(WHAT TO DO) Could you copy out every one of the entries below word for word, changing nothing?

(STORED ROWS)
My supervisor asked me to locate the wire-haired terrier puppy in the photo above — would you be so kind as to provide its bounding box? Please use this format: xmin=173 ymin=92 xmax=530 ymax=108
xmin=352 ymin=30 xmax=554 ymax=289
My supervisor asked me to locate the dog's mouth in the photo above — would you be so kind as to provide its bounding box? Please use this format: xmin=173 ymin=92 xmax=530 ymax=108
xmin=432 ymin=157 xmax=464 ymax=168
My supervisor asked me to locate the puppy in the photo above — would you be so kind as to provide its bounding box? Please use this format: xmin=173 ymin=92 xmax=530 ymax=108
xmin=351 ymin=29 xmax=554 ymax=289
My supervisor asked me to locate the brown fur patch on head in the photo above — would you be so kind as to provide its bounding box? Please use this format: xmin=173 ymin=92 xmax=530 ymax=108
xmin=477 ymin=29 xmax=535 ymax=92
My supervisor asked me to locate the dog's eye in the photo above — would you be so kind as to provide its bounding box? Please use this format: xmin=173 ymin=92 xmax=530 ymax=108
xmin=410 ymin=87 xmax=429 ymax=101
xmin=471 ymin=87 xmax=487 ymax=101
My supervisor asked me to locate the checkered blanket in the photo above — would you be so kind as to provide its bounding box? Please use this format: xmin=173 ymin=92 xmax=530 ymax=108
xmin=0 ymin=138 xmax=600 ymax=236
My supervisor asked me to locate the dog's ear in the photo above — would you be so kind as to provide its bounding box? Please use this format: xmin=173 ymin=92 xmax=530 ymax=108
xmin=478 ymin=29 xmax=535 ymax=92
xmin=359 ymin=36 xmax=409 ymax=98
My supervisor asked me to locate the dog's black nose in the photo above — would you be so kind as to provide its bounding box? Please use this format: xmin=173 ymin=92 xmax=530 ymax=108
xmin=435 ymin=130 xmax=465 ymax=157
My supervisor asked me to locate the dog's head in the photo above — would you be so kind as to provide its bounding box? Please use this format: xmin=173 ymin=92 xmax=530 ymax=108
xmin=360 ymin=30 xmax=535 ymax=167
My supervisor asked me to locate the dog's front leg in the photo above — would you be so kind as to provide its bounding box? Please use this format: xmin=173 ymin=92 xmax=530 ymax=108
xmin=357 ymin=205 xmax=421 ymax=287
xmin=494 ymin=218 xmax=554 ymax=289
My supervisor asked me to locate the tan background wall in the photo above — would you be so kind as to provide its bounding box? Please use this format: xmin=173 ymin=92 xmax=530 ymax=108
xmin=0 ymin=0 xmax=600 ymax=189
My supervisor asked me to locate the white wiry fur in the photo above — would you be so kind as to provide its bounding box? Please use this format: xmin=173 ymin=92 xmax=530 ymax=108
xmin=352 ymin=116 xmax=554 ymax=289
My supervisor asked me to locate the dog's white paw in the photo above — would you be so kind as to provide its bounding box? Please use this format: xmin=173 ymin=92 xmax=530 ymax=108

(SOLUTION FOR THIS EXERCISE)
My supervisor asked me to locate the wire-haired terrier puppy in the photo above — would you be so kind as to provide its bounding box? Please use this format: xmin=173 ymin=92 xmax=530 ymax=108
xmin=352 ymin=30 xmax=554 ymax=289
My supervisor asked me to locate the dog's mouth in the photo above — would you be so kind as to provide its bounding box? Please use this format: xmin=173 ymin=92 xmax=530 ymax=108
xmin=432 ymin=157 xmax=464 ymax=168
My supervisor asked me to locate the puppy in the photo above — would you be so kind as to provide its bounding box? Please use this format: xmin=173 ymin=92 xmax=530 ymax=108
xmin=351 ymin=29 xmax=554 ymax=289
My supervisor asked me to locate the brown fur patch on head in the photo above — would you be so kind as to provide its bounding box? Please use this format: xmin=173 ymin=92 xmax=530 ymax=108
xmin=477 ymin=29 xmax=535 ymax=92
My supervisor asked me to locate the dog's eye in the photo above — would you be so kind as to provide its bounding box? Please use this format: xmin=173 ymin=92 xmax=530 ymax=108
xmin=410 ymin=87 xmax=429 ymax=101
xmin=471 ymin=87 xmax=487 ymax=101
My supervisor asked me to locate the checkered blanket in the photo above — would you be so kind as to provide its bounding box? Please use this format: xmin=173 ymin=92 xmax=530 ymax=108
xmin=0 ymin=138 xmax=600 ymax=236
My supervisor asked me to locate the dog's ear in the photo above — would you be so kind as to provide its bounding box? Please use this format: xmin=173 ymin=92 xmax=530 ymax=108
xmin=478 ymin=29 xmax=535 ymax=92
xmin=359 ymin=36 xmax=409 ymax=98
My supervisor asked me to locate the dog's black nose in the photo above — would you be so kind as to provide its bounding box? Please use this format: xmin=173 ymin=92 xmax=530 ymax=108
xmin=435 ymin=130 xmax=465 ymax=157
My supervisor asked me to locate the dog's head in the photo above — would you be so kind as to provide its bounding box? Please use this format: xmin=173 ymin=92 xmax=530 ymax=108
xmin=360 ymin=30 xmax=535 ymax=167
My supervisor asked me to locate the dog's front leg in the photo above — would you be so kind as to provide its bounding box? Please use this format: xmin=173 ymin=92 xmax=530 ymax=108
xmin=357 ymin=205 xmax=421 ymax=287
xmin=494 ymin=218 xmax=554 ymax=289
My supervisor asked me to locate the tan background wall in the photo above — would you be so kind as to provide its bounding box? Please use this format: xmin=173 ymin=92 xmax=530 ymax=108
xmin=0 ymin=0 xmax=600 ymax=189
My supervisor asked me to locate the white wiry fur in the photo above — would you be so kind as to provide its bounding box? Please use this format: xmin=173 ymin=92 xmax=530 ymax=108
xmin=352 ymin=116 xmax=554 ymax=289
My supervisor asked me to locate the dog's white paw in the photo above — would you be so kind as to provide its bounding box? Please use this format: xmin=173 ymin=92 xmax=530 ymax=108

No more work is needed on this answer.